What this task involves:
Return the data that follows exactly. Include every line.

Information given:

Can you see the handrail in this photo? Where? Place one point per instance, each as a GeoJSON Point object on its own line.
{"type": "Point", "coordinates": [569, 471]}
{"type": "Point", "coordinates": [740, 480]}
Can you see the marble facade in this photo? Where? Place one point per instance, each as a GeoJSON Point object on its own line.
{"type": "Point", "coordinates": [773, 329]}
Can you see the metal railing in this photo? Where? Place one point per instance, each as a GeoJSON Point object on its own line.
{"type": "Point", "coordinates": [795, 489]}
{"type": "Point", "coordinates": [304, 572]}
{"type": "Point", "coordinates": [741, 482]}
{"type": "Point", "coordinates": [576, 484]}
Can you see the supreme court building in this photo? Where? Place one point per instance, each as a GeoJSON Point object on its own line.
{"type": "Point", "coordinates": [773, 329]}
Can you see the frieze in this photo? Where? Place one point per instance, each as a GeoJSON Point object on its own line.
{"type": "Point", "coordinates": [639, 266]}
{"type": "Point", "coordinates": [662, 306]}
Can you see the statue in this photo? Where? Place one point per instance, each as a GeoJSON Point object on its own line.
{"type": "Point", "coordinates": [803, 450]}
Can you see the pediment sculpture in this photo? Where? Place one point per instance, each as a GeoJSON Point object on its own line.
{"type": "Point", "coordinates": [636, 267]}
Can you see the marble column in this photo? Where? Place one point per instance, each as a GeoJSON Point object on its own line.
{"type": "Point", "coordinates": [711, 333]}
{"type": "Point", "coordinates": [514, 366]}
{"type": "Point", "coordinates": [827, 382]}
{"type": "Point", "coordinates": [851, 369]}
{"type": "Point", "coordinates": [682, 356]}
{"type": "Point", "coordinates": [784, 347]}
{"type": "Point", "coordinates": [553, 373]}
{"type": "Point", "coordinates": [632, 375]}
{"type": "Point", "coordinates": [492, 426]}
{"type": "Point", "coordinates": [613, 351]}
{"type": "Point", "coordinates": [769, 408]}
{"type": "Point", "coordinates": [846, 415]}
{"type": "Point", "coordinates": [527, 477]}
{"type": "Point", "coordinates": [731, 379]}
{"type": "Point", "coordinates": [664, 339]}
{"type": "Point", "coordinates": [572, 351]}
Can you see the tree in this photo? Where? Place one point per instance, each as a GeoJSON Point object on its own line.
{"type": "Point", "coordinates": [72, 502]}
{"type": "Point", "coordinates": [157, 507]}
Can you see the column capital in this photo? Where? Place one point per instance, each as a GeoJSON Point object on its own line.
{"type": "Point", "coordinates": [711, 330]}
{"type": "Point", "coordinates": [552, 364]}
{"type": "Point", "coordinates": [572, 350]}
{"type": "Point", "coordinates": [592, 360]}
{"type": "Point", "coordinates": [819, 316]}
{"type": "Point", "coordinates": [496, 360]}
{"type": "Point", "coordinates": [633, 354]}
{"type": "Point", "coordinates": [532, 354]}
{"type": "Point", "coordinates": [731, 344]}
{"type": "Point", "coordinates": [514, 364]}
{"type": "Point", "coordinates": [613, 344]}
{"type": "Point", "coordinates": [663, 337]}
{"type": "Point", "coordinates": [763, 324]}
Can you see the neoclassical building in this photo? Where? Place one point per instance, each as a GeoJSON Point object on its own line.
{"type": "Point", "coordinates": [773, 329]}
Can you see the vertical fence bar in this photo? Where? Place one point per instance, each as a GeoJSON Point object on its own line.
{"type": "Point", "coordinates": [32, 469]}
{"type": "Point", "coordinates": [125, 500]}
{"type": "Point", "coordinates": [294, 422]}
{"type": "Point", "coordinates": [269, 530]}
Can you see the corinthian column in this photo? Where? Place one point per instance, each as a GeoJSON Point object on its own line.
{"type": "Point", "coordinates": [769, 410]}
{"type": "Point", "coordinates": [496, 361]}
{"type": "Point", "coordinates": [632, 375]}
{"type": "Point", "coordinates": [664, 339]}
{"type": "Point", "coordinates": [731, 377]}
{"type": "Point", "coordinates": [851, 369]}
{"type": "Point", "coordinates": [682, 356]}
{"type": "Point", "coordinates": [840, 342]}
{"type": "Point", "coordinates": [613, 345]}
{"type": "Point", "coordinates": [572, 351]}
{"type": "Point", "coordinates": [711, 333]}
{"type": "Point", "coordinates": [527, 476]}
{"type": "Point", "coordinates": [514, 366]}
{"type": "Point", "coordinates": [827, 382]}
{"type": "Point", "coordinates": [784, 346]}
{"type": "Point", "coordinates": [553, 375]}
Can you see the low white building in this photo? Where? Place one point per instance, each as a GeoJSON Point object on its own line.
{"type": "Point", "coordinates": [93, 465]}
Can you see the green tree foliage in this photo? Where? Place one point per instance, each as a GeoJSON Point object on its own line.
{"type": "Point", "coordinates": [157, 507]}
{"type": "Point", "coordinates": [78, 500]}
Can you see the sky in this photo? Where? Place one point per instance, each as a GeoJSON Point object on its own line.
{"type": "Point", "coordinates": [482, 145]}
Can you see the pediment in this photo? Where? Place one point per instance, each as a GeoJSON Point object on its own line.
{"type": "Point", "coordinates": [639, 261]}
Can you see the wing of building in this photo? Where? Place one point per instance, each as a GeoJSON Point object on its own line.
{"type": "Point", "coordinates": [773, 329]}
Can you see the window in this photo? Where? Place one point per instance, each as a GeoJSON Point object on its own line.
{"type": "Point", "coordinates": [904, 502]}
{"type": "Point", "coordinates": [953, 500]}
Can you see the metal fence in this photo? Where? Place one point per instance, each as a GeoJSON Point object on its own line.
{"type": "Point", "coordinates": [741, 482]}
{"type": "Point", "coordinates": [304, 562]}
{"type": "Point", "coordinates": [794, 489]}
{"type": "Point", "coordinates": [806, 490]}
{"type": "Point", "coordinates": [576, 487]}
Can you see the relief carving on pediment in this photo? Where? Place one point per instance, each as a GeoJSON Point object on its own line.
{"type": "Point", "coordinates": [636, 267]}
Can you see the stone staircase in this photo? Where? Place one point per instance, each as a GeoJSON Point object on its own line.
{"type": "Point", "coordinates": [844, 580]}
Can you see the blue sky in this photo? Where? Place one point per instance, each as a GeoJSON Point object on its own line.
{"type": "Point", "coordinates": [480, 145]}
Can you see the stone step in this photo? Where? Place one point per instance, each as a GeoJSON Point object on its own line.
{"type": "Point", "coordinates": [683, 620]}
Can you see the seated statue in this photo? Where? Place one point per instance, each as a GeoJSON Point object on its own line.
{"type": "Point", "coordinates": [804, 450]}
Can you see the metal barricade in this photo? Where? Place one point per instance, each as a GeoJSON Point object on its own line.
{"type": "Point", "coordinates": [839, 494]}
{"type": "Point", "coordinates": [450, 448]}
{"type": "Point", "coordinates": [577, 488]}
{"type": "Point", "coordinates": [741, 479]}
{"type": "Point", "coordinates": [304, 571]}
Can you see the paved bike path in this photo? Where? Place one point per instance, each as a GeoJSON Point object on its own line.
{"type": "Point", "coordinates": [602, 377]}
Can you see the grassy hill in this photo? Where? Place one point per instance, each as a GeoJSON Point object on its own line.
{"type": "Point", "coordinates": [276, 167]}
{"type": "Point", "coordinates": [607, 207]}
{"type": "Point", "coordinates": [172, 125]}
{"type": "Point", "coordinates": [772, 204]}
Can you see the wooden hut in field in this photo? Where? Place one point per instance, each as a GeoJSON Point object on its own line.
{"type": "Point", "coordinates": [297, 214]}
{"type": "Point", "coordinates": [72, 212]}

Answer section:
Can you see the handrail in this photo? Where? Place one point per instance, each as a GeoJSON Point object on its own line.
{"type": "Point", "coordinates": [569, 471]}
{"type": "Point", "coordinates": [740, 480]}
Can you see the marble facade in this photo? Where? Place one point per instance, each as a GeoJSON Point object on its own line.
{"type": "Point", "coordinates": [773, 329]}
Can you see the metal railing in this photo? Where? Place one point per instance, each as a GeoJSON Point object on its own line.
{"type": "Point", "coordinates": [795, 489]}
{"type": "Point", "coordinates": [304, 572]}
{"type": "Point", "coordinates": [741, 482]}
{"type": "Point", "coordinates": [576, 484]}
Can you see the supreme court building in this photo? Where? Place one point per instance, each as a GeoJSON Point object on its own line.
{"type": "Point", "coordinates": [773, 329]}
Can you see the frieze in this photo? Where? Place one point per instance, each as a GeoJSON Point object on its own line.
{"type": "Point", "coordinates": [639, 266]}
{"type": "Point", "coordinates": [662, 306]}
Can you see the statue in this photo? Where? Place one point per instance, each as a GeoJSON Point object on its own line.
{"type": "Point", "coordinates": [803, 450]}
Can you see the pediment sculpture in this photo? Where? Place one point per instance, each as a GeoJSON Point object on its own line.
{"type": "Point", "coordinates": [636, 267]}
Can you see the marble column in this photo? Where? Place one point per instance, each as a GeoJSON Point object on its own line.
{"type": "Point", "coordinates": [711, 333]}
{"type": "Point", "coordinates": [514, 366]}
{"type": "Point", "coordinates": [827, 382]}
{"type": "Point", "coordinates": [851, 369]}
{"type": "Point", "coordinates": [682, 356]}
{"type": "Point", "coordinates": [784, 347]}
{"type": "Point", "coordinates": [553, 373]}
{"type": "Point", "coordinates": [632, 375]}
{"type": "Point", "coordinates": [492, 426]}
{"type": "Point", "coordinates": [613, 351]}
{"type": "Point", "coordinates": [769, 408]}
{"type": "Point", "coordinates": [846, 415]}
{"type": "Point", "coordinates": [527, 477]}
{"type": "Point", "coordinates": [731, 379]}
{"type": "Point", "coordinates": [664, 339]}
{"type": "Point", "coordinates": [572, 351]}
Can you see the tree in this photo? Where? Place one point per instance, each as a GeoJSON Point object on its own line.
{"type": "Point", "coordinates": [72, 502]}
{"type": "Point", "coordinates": [157, 507]}
Can you see the column capital in this photo? Where? Place one point per instance, each as a GeoJSON Point object on its own line.
{"type": "Point", "coordinates": [711, 330]}
{"type": "Point", "coordinates": [552, 364]}
{"type": "Point", "coordinates": [572, 350]}
{"type": "Point", "coordinates": [592, 360]}
{"type": "Point", "coordinates": [819, 316]}
{"type": "Point", "coordinates": [496, 360]}
{"type": "Point", "coordinates": [633, 354]}
{"type": "Point", "coordinates": [532, 354]}
{"type": "Point", "coordinates": [731, 344]}
{"type": "Point", "coordinates": [514, 364]}
{"type": "Point", "coordinates": [613, 344]}
{"type": "Point", "coordinates": [663, 337]}
{"type": "Point", "coordinates": [763, 324]}
Can you see the neoclassical building in this photo? Where? Place one point per instance, each as a GeoJSON Point object on its own line.
{"type": "Point", "coordinates": [773, 329]}
Can you see the vertical fence bar in this photo? Where? Place one point per instance, each as a GeoJSON Point object on its own line.
{"type": "Point", "coordinates": [32, 469]}
{"type": "Point", "coordinates": [125, 500]}
{"type": "Point", "coordinates": [294, 422]}
{"type": "Point", "coordinates": [269, 530]}
Can you see the corinthian column in this photo? Where? Place one point per instance, each as a GeoJSON Point object on its own line.
{"type": "Point", "coordinates": [769, 410]}
{"type": "Point", "coordinates": [496, 361]}
{"type": "Point", "coordinates": [632, 375]}
{"type": "Point", "coordinates": [664, 339]}
{"type": "Point", "coordinates": [731, 377]}
{"type": "Point", "coordinates": [851, 369]}
{"type": "Point", "coordinates": [682, 356]}
{"type": "Point", "coordinates": [840, 342]}
{"type": "Point", "coordinates": [613, 345]}
{"type": "Point", "coordinates": [572, 351]}
{"type": "Point", "coordinates": [711, 333]}
{"type": "Point", "coordinates": [527, 476]}
{"type": "Point", "coordinates": [514, 366]}
{"type": "Point", "coordinates": [827, 382]}
{"type": "Point", "coordinates": [784, 346]}
{"type": "Point", "coordinates": [553, 375]}
Can you see the low white building in this photo? Where? Place one point per instance, each as a GeoJSON Point object on its own line.
{"type": "Point", "coordinates": [93, 465]}
Can you see the green tree foliage in this photo? Where? Place one point per instance, each as a GeoJSON Point object on its own line.
{"type": "Point", "coordinates": [157, 507]}
{"type": "Point", "coordinates": [78, 500]}
Can you see the sky in this photo? Where? Place one point per instance, each as a GeoJSON Point object on its own line.
{"type": "Point", "coordinates": [482, 145]}
Can you see the pediment in this photo? Where? Place one point per instance, each as a GeoJSON Point object on its own line.
{"type": "Point", "coordinates": [639, 261]}
Can you see the wing of building in this photo? Where? Place one point per instance, each as a GeoJSON Point object on its own line.
{"type": "Point", "coordinates": [773, 329]}
Can you see the window in this photo? Where? Place one point per instance, each as a GeoJSON Point object on its own line.
{"type": "Point", "coordinates": [904, 502]}
{"type": "Point", "coordinates": [953, 500]}
Can you see the metal fence in this photo? Where? Place one point per instance, each as a GeoJSON Point object on its own line.
{"type": "Point", "coordinates": [741, 482]}
{"type": "Point", "coordinates": [304, 562]}
{"type": "Point", "coordinates": [794, 489]}
{"type": "Point", "coordinates": [806, 490]}
{"type": "Point", "coordinates": [576, 487]}
Can you see the relief carving on pediment in this photo? Where? Place one point per instance, each as a GeoJSON Point object on its own line.
{"type": "Point", "coordinates": [636, 267]}
Can you see the stone staircase in this photo? Where? Place one point per instance, each as a GeoJSON Point object on its own line.
{"type": "Point", "coordinates": [844, 580]}
Can you see the blue sky in this photo? Where? Place one point per instance, each as a GeoJSON Point object on its own line.
{"type": "Point", "coordinates": [480, 145]}
Can you see the stone step in this photo? Where? Place one point per instance, each as a GeoJSON Point object on its own line.
{"type": "Point", "coordinates": [683, 620]}
Can you see the seated statue in this photo? Where? Place one point per instance, each as a GeoJSON Point object on its own line.
{"type": "Point", "coordinates": [804, 450]}
Can you see the metal barricade in this photo? Where? Place one point per instance, each as a GeoJSON Point object on its own line.
{"type": "Point", "coordinates": [839, 494]}
{"type": "Point", "coordinates": [450, 448]}
{"type": "Point", "coordinates": [577, 488]}
{"type": "Point", "coordinates": [741, 479]}
{"type": "Point", "coordinates": [304, 571]}
Can you see the paved bike path in this photo? Where? Place one point per instance, each as a GeoJSON Point object on its own line.
{"type": "Point", "coordinates": [602, 377]}
Can you see the grassy hill in this photo? Where? Place one point per instance, each as a GeoJSON Point object on its own line.
{"type": "Point", "coordinates": [276, 167]}
{"type": "Point", "coordinates": [607, 207]}
{"type": "Point", "coordinates": [172, 125]}
{"type": "Point", "coordinates": [772, 204]}
Can you see the wooden hut in field in this photo? Where? Place one point per instance, each as a GeoJSON Point object on its own line.
{"type": "Point", "coordinates": [297, 214]}
{"type": "Point", "coordinates": [72, 212]}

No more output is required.